[WHAT IS BEING ASKED]
Every record should be repeated exactly, except that pictures are left out.

((

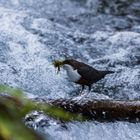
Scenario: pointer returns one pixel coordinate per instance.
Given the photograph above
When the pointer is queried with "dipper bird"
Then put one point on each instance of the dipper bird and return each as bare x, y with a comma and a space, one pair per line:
81, 73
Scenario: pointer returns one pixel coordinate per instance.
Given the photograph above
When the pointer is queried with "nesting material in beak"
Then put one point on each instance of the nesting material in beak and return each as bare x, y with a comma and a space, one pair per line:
57, 64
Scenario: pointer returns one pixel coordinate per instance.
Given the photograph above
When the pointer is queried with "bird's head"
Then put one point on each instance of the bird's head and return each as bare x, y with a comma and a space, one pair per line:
58, 64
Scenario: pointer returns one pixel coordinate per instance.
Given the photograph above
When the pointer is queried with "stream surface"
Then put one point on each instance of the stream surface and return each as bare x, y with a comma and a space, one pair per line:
35, 32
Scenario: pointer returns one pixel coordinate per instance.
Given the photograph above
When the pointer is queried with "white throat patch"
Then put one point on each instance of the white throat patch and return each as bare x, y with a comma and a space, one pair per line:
72, 74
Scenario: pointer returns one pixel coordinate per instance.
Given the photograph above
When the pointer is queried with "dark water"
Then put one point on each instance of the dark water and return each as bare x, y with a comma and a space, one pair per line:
101, 33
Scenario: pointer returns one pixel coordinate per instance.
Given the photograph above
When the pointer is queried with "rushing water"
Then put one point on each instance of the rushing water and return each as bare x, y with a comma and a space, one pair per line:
35, 32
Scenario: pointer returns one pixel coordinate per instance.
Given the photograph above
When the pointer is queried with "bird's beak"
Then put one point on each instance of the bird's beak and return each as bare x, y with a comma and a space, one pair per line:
58, 64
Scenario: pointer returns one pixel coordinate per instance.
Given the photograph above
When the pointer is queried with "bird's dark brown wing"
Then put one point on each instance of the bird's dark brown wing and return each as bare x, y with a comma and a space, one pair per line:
88, 73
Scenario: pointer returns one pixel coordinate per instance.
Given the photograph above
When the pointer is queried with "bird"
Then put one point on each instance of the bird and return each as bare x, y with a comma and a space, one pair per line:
81, 73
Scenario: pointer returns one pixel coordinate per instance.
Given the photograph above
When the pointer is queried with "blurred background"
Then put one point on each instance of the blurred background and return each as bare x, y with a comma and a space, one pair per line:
102, 33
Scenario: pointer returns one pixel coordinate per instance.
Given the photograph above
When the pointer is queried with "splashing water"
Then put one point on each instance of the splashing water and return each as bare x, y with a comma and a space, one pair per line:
34, 33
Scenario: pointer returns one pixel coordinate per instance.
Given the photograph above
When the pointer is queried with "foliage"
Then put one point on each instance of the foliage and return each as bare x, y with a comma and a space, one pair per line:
14, 107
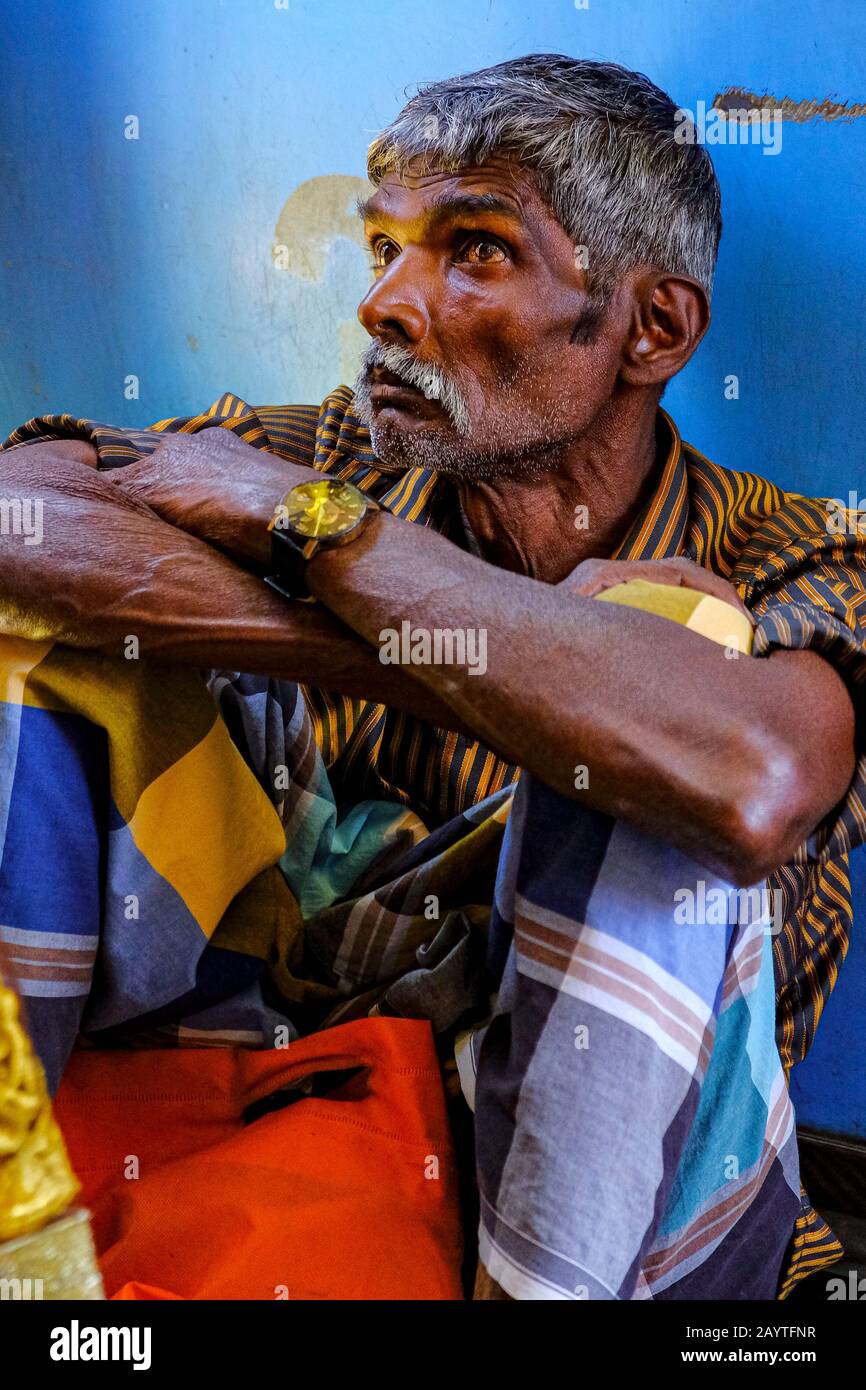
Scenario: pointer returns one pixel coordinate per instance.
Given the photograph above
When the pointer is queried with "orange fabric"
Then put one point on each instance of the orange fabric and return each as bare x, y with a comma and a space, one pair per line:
330, 1197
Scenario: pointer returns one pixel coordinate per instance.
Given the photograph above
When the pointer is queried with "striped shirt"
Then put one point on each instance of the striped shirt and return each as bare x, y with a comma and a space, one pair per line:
798, 565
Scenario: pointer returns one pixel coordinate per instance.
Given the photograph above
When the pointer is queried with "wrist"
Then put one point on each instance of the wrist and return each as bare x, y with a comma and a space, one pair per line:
330, 571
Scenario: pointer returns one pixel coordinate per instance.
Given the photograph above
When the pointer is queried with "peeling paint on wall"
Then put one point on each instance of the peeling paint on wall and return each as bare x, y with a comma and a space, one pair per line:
313, 216
737, 99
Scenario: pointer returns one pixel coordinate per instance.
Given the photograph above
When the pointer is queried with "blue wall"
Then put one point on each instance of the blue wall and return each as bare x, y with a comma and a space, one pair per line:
154, 256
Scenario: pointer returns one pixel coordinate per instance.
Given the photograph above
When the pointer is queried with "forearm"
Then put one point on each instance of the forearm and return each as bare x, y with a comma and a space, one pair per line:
109, 569
674, 737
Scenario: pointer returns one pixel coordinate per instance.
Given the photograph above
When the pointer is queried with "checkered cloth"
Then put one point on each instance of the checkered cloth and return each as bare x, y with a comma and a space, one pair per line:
166, 881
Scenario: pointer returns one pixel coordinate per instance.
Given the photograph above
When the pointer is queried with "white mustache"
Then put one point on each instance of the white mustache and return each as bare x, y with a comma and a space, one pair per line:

))

[IN RESPONSE]
Scenario: pointer returns one pixel coordinate per instance.
Given the photograph above
When the pointer is queried with "dipper bird"
Then put one point on each instance of the dipper bird and return each as bare x, y with a comma and a space, one pair per line:
81, 73
Scenario: pointer returns one pixel coordinate per instance.
Given the photograph above
When the pointer is queried with "nesting material in beak"
Then put one point on each instance of the nesting material in beak and return each as bare x, y with a comma and a space, one pair per line:
57, 64
Scenario: pointer returns one pixel coordinate per instance.
Given the photograph above
When the pointer is queried with "bird's head"
Then put one point on each instance of the bird's head and return each as bare x, y with a comma and a space, one pair per line:
58, 64
Scenario: pointer returns one pixel coordinate per instance.
Given the photograph above
When the pointer is queried with "stream surface"
Then put one point on each instance of the stream surface and return each as bare x, y with a comma and a space, one pair per line:
35, 32
Scenario: pointer returns one pixel coordinate per instance.
Given the photograph above
When the pointer is queried with "white throat patch"
Then put one point on each instance of the white throat patch and return each as bare x, y with a comma and a space, one pair per line:
72, 74
Scenario: pointer returns one pixel coordinate per instance.
Given the photograph above
When the pointer is queried with "dark water"
Then put one point on each instance of the dark water and return each as bare x, y with a comma and a space, one pair per line:
101, 33
Scenario: pointer returns one pixel coordinate per instance.
Given the photograph above
When the pointer is queried with "rushing water"
Then put one point on each instance of the rushing water and return each as bare x, y with a comma and a space, one pair per line:
35, 32
Scenario: pointer returns one pixel coordinate per instance.
Given the photograph above
When the pointer is queried with "bird's beak"
Then put one point on each instance of the bird's beak and return each as bare x, y with a comma and a space, one pair per line:
58, 64
Scenario: pointer returns one pixel coordinate per instance.
Given the photograph above
When the pointer is queried with "bird's dark brown wing"
Then put one point on each instance of the bird's dark brown wing and return each as bare x, y with a comma and a space, one pair per line:
88, 73
Scenario: pointer returns one pixel coordinate per instance.
Given the photograph above
When the pointer is queried with "bird"
Then put one point on each instance of the bird and return each as bare x, y with a comma and a space, one pair per line:
81, 73
Scenario: pointer returns one pixel coordinate per instance.
Given the photograph above
When the pointer is queried with "blurred background"
Then put one point on each instance of the blurred background and return each as bare x, y with a comma and a space, one pair per line:
102, 33
Scenario: pointer returns one pixel coordinate per instance.
Given the photograph above
When the pointer is queried with "splashing water"
Then put one point on each instance of the splashing water and return each as bare x, y with a comma and a space, one pair per line:
34, 33
Scenario: pointer returns one pixel coordinate per instance.
Given the photograph above
When the pointer is queried with "foliage"
Then put one point on each instance of the foliage and return each as bare x, y with a comma and a space, one pair per line:
14, 107
Scenario: pointer returns one pixel coordinate per instance.
Given the photograph above
When the pointer is queried with "orange fabric"
Then put one point on each instance of the orange fabric and return each as bare x, y with a comma and a space, one pair per line:
330, 1197
Scenario: pointer returns one pixel coordinate per instance.
Given the photograph above
When the pointer is queried with "striped shirt"
Then put one point on each instance of the striped shirt and return each as bare x, y with a comma and a space, one pair per line:
798, 565
Scenario: pointer returns one pixel coordinate per instance.
Given the photograph above
When the pointer is queried with "wrist"
Then put one point on each instance of the wrist and return each as bare x, y with a comma and a space, one pair per line:
330, 571
Scenario: pointer returns one pixel coordinate per instance.
Given the photograph above
When the pointer is queried with "peeling paint on wall"
Then put one point on each instance of the peeling paint on wall and return each as bare x, y with a comma and a space, one pair per line:
313, 216
737, 99
Scenario: pointer returns one pixel coordinate per instance.
Given the photograph above
When the pointer is queried with "blue wall"
Then put one point on each instance of the blue wall and return each as bare x, y with a comma and a space, one pair per line:
154, 256
Scenario: pointer returns one pixel coordinate per instance.
Given the photograph above
When the pointer is queried with "forearm"
Then put one point on each instance of the forearm and return each as bare x, y with a comma and a space, one pair per line:
109, 569
674, 737
Scenario: pointer returns one pixel coordinate per instance.
Given the photograph above
When the pointer is queried with "checkered cloth"
Then put one point on each instance of the checkered cloth and return each as bare x, y with a comma and a space, one pair per line:
166, 881
Scenario: pointer returns one pixel coordinate per instance.
Given the photograph above
When the pointer is queried with "white mustache"
Then put one point on each instance of the white mustache and return each as bare x, y with a comma and a space, one pair per line:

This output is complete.